Excerpted text
[BEGIN]

Kenton soon appeared, looking relaxed and rested despite having descended from Camp 3 the day before. He greeted Rossy with his usual charm and mischief, then turned his attention to my aging attire.

'Just look at that jacket. I used to have one of those fifteen years ago.'

'It still works,' I said.

'But it's full of holes. Surely the founder of Jagged Globe can afford a decent jacket?'

'These holes are mementoes.'

Decked out in the latest high-tech clothing befitting of mountaineering's James Bond, Kenton didn't have to say anything. He just stood there with his winner's smile. Duly chastened, I asked about his plans.

'We'll go up as soon as the ropes are fixed to the summit, or maybe a day before to beat the rush. Russell reckons they'll be in by the 2nd of May.'

'That's early. Still pretty cold up there.'

‘I know. Look at this.' He pointed to the discoloured tip of his nose. 'Frost-nip. First time I've ever had it. Going up to Camp 3 was cruel. Really windy.'

'It's evil up there, Kenton. I don't know how you keep going back. How much longer will you do it for?'

'I've got clients signed up for the next two years.'

I wanted to know how much he charged for his one-on-one, one hundred per cent success record service, but I didn't ask. He knew how to work Everest in this modern age. Kenton was fifteen years younger than me, fifteen years that left my generation standing in bewilderment long after the social media bandwagon had left. Kenton hadn't just caught it; he'd seized the controls and floored the pedal to celebrity. While other leading guides like David Hamilton quietly notched up ascent after ascent without fanfare, Kenton had built a business out of working his profile, making him Everest's most sought-after mountain guide, a name on the most lucrative speaking circuits and a global ambassador for a leading car manufacturer. But it had come at the cost of his reputation among the hard-core climbers who despised the Everest circus; once one of their elite, he was sometimes shunned for having sold out to the dollar. It was one thing that we shared.

‘This’ll interest you,’ said Kenton as we prepared to leave. ‘A long-time client of yours told me that since you left, Jagged Globe had become more professional but less glamorous. I’d take that as a compliment.’


With his attraction to high-profile peaks and celebrity clients, Kenton clearly leans towards the glamorous. But as a guide who’s led clients up the infamous North Face of the Eiger, and up Everest multiple times, there’s no doubting that Kenton is the ultimate professional. Not a bad effort for someone who was told, twenty-five years ago, that he’d never climb again.

[END]

The task
Write out the Everest passage from the words "Kenton soon appeared, looking" through "my aging attire.", putting "the team" in place of "Rossy". The records have nothing to do with the Everest passage.

Recorded data
[BEGIN]

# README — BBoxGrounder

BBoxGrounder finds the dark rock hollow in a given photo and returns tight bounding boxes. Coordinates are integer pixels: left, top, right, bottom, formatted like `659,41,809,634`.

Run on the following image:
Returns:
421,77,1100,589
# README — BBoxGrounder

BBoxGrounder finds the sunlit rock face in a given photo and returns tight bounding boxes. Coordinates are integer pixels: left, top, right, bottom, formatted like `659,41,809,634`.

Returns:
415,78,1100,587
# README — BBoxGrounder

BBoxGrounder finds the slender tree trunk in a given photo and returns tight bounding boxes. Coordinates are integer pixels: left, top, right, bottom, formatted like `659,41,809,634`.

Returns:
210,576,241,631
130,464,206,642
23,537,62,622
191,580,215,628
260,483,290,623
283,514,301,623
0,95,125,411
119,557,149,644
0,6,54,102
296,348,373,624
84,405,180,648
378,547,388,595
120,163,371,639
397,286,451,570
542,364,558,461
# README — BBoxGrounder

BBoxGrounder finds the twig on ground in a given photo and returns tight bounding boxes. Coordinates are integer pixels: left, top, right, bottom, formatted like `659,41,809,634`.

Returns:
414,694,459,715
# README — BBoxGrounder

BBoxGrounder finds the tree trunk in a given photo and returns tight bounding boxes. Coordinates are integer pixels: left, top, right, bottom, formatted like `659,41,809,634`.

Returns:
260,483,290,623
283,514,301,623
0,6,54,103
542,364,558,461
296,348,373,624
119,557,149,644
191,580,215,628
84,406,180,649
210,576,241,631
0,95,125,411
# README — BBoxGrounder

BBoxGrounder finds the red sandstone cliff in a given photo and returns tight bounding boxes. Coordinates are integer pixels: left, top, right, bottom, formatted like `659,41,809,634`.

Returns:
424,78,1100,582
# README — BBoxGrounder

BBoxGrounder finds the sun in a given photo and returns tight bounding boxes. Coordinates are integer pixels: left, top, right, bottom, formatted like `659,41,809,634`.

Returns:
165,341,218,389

[END]

Solution below
Kenton soon appeared, looking relaxed and rested despite having descended from Camp 3 the day before. He greeted the team with his usual charm and mischief, then turned his attention to my aging attire.